▼▼▼
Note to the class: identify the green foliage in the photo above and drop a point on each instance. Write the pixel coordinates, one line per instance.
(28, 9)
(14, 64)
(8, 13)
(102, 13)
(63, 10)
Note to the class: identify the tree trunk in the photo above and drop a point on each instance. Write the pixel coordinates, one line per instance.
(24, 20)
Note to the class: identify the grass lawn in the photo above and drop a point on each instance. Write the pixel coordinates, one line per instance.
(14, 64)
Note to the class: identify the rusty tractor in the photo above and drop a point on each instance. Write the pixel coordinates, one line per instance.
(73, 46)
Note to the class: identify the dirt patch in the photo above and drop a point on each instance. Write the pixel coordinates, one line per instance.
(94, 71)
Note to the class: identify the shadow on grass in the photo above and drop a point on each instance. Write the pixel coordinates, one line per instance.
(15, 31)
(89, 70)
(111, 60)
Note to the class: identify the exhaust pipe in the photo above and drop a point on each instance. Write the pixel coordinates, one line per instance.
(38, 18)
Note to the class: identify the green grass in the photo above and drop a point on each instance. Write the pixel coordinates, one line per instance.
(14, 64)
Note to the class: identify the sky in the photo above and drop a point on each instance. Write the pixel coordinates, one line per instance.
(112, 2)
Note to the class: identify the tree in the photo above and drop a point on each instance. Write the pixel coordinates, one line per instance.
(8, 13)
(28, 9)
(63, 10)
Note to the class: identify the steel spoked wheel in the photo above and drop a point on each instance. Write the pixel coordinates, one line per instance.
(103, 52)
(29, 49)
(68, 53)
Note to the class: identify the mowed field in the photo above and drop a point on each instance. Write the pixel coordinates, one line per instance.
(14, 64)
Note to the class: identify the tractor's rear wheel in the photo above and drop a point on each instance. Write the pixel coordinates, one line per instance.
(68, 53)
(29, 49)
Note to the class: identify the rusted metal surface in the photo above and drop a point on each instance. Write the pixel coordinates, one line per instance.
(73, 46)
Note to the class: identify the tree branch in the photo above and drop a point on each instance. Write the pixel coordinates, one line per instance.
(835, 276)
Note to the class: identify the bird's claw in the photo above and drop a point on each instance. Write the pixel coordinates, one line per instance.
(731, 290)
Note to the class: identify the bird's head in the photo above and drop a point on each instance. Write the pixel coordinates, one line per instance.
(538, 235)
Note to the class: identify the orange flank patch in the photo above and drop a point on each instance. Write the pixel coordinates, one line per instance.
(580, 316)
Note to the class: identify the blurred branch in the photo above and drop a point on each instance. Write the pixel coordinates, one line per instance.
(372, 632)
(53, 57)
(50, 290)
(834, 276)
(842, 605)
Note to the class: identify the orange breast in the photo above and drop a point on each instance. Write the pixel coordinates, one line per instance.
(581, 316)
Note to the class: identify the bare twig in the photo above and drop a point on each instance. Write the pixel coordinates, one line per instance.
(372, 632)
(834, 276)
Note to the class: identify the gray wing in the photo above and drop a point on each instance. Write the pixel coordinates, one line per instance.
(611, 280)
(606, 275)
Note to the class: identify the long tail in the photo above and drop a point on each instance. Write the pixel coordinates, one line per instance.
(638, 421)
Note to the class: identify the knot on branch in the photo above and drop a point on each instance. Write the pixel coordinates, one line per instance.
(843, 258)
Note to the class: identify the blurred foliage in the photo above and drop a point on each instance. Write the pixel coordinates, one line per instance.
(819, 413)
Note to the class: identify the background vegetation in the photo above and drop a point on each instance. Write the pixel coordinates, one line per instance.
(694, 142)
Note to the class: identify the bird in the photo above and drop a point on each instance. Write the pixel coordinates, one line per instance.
▲▲▲
## WHAT TO DO:
Copy out the line holding "Note to the class: identify the orange flank" along with all lines after it through the end of the entries, exactly and only these.

## EXERCISE RESPONSE:
Note to the class: identify the orange flank patch in the photo above and drop a point on each instance. Write the pixel coordinates, one line per instance.
(580, 316)
Note to the class: identify the blurred branch in the photo above and drop a point on each instance. Write the pixel coordinates, one line per instance.
(372, 632)
(53, 57)
(50, 290)
(834, 276)
(842, 605)
Note to the class: identify the orange breast in the photo above and drop a point on each instance. Write the pixel coordinates, one line per instance.
(581, 316)
Note to the class: identify the bare twig in the photo above and drop a point on each instance. Write the pixel coordinates, one line per instance.
(372, 632)
(834, 276)
Note to the class: identify the gray wing in the photo above and drop a point on each instance. Write the pixel coordinates, one line per instance.
(611, 280)
(606, 275)
Note to the class: identify the long tail in the photo above and drop a point on each instance. Write the pixel coordinates, one line per instance.
(638, 421)
Note to the class: identify the knot on branch in the photo above and drop a point on each instance. Write the pixel coordinates, one line per instance.
(843, 258)
Note to the class: identify the blurred foliage in the photo above and drop a point on each instance. Write the pixel coordinates, one line per instance.
(819, 413)
Note to the class: identify the background vegetation in the photo above and drop a point on each instance. Write the pixel coordinates, one line per instance.
(694, 142)
Note to the class: identify the bird in the photo above and drop a point on each instance. Write the pixel coordinates, one line per instance.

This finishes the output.